Questions and answers about bioenergy

Will bioenergy make bread more expensive?

Photo: Schmack

Only a fraction of the agricultural goods produced worldwide have been used to date as bioenergy. Despite this, the world prices for cereals such as wheat and maize have shot up. The reason: Crops failed because of extreme droughts. At the same time, the stocks of the large agricultural traders are very low. In addition: An increasing number of people, especially in the growth regions of Asia, want to consume more meat and milk products. This leads to disproportionately high consumption of cereals and oilseeds as feedstuffs.

Result: The prices rise. Therefore, worldwide it pays for farmers to invest in cultivation and to till fallow fields. As farmers have often achieved very low income only for their products in recent years, in many regions of the earth agricultural production has been abandoned and there has been insufficient investment.

# [WHAT TO WORK ON]
List every factor the bioenergy passage gives for the sharp rise in world prices for cereals such as wheat and maize.

Named object pointing data:
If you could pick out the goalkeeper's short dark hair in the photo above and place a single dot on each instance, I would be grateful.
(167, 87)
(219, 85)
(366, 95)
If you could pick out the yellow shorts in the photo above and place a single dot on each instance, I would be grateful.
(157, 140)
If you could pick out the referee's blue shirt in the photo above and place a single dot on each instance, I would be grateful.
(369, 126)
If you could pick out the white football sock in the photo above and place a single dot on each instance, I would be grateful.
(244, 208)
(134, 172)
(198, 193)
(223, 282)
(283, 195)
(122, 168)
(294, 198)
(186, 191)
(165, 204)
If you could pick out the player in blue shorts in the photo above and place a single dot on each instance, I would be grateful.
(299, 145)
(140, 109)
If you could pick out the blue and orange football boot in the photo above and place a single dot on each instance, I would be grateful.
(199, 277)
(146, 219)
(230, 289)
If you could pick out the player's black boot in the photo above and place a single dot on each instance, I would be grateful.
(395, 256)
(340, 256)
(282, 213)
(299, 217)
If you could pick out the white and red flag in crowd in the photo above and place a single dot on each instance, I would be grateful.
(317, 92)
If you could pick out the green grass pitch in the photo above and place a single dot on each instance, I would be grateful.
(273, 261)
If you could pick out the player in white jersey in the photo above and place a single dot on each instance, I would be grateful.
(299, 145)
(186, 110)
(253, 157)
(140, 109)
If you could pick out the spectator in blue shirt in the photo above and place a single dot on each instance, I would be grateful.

# [CORRECT RESPONSE]
- Crop failures caused by extreme droughts
- Very low stocks held by the large agricultural traders
- A growing number of people, especially in the growth regions of Asia, wanting to consume more meat and milk products, which leads to disproportionately high consumption of cereals and oilseeds as feedstuffs